* _ENTRIES SHOWN_:
* * * * * * *

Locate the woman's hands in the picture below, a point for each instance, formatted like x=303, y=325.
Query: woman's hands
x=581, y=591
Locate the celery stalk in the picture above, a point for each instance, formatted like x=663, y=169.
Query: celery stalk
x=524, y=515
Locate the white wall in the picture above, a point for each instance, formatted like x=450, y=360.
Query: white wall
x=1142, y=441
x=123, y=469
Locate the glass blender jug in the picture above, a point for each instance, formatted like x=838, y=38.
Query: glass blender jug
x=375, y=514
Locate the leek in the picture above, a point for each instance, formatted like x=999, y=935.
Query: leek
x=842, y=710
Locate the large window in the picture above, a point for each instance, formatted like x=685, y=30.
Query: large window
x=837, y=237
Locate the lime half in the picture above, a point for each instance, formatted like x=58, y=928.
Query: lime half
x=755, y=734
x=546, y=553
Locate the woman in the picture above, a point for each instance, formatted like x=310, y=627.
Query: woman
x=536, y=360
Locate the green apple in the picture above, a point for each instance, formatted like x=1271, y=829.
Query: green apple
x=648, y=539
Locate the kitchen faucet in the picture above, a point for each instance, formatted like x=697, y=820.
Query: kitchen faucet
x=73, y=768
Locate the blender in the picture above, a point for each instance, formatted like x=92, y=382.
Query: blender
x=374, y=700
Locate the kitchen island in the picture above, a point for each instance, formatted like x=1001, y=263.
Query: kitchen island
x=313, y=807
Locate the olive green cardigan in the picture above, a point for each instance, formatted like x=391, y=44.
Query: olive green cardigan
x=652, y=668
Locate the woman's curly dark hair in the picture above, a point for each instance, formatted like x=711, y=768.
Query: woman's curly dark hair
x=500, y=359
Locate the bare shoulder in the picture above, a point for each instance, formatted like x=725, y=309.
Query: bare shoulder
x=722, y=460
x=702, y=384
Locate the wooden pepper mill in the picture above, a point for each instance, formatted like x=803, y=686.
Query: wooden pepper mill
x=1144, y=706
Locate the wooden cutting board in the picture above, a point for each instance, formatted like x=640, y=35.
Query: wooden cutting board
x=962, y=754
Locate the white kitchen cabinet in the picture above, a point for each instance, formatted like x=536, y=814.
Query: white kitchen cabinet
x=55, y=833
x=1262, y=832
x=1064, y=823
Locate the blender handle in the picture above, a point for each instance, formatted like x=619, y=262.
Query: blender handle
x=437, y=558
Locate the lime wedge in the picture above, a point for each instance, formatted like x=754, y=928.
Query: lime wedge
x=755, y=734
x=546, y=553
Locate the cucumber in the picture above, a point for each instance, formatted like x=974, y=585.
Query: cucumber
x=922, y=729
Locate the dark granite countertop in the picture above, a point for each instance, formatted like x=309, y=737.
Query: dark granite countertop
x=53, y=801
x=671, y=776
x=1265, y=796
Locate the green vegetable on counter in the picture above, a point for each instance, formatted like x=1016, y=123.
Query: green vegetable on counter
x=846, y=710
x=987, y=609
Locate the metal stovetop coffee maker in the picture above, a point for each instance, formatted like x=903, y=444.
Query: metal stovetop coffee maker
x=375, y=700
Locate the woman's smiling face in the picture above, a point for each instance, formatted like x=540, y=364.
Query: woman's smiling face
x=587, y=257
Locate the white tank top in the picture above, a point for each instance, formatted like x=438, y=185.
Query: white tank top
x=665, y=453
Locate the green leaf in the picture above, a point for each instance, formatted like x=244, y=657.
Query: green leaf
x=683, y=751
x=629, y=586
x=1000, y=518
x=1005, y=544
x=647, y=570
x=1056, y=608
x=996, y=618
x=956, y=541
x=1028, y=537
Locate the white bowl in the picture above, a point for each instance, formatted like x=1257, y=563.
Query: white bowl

* * * * * * *

* _TASK PROMPT_:
Return every line of the listing above that contains "bowl".

* _EXERCISE OUTPUT_:
Locate the white bowl in the picture above, a point for each instance, formatted like x=1257, y=563.
Query: white bowl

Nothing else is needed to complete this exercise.